> **Directions**: Could you transcribe all the entries exactly, omitting the pictures?

> **Data extracts**:
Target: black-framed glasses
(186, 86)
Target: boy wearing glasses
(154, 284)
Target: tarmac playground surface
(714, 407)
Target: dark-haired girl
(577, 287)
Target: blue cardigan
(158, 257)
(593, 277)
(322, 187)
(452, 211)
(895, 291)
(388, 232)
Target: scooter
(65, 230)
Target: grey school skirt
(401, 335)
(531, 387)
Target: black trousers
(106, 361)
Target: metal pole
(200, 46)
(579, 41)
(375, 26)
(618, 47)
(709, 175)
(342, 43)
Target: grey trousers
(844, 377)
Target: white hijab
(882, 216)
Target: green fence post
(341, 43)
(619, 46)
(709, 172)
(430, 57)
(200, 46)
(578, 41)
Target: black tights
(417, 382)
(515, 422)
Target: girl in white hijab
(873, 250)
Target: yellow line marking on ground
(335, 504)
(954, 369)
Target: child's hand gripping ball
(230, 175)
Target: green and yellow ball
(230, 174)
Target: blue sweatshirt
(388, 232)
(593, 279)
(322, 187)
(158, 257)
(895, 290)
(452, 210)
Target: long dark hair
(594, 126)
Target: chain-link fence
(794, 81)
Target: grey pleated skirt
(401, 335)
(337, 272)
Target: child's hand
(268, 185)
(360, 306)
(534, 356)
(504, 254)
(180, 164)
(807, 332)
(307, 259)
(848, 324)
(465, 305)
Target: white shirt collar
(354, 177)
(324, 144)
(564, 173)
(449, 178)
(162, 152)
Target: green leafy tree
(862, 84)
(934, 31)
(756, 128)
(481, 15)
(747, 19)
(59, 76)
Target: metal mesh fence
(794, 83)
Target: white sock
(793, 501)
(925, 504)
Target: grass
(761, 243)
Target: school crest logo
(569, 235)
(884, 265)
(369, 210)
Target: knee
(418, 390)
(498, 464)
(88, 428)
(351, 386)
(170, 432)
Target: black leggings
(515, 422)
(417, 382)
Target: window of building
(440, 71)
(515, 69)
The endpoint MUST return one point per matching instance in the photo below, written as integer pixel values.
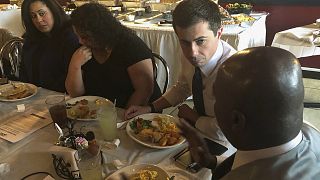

> **Task result**:
Target: black-framed glasses
(186, 86)
Target: boy wearing glasses
(154, 284)
Target: tarmac playground surface
(714, 407)
Target: dark-haired girl
(577, 287)
Target: blue cardigan
(158, 257)
(593, 277)
(322, 187)
(452, 211)
(895, 291)
(388, 232)
Target: scooter
(65, 230)
Target: grey school skirt
(401, 335)
(531, 387)
Target: black trousers
(106, 361)
Target: metal pole
(200, 46)
(579, 41)
(375, 26)
(618, 47)
(709, 175)
(342, 43)
Target: grey trousers
(844, 377)
Target: white hijab
(882, 216)
Target: green fence post
(341, 43)
(619, 46)
(709, 172)
(430, 57)
(200, 46)
(578, 41)
Target: black tights
(417, 382)
(515, 422)
Target: girl in white hijab
(873, 250)
Target: yellow line marking on ground
(335, 504)
(954, 369)
Target: child's hand gripping ball
(230, 175)
Target: green and yellow ball
(230, 174)
Target: blue sweatshirt
(388, 232)
(593, 279)
(322, 187)
(158, 257)
(895, 290)
(452, 210)
Target: long dark hair
(594, 126)
Target: chain-link fence
(794, 81)
Target: grey pleated skirt
(401, 335)
(337, 272)
Target: child's hand
(268, 185)
(360, 306)
(534, 356)
(504, 254)
(180, 164)
(807, 332)
(307, 259)
(848, 324)
(465, 305)
Target: white shirt collar
(354, 177)
(324, 144)
(564, 173)
(449, 178)
(162, 152)
Target: green leafy tree
(862, 84)
(934, 31)
(756, 128)
(481, 15)
(747, 19)
(59, 76)
Target: metal mesh fence
(794, 83)
Target: white sock
(793, 501)
(925, 504)
Target: grass
(761, 243)
Target: school crest logo
(569, 235)
(884, 265)
(369, 210)
Target: knee
(418, 390)
(498, 464)
(88, 428)
(351, 386)
(170, 432)
Target: black leggings
(515, 422)
(417, 382)
Target: window of building
(440, 71)
(515, 69)
The endpoint MUST return one point per matching instance in the photo below, written as integer pixel values.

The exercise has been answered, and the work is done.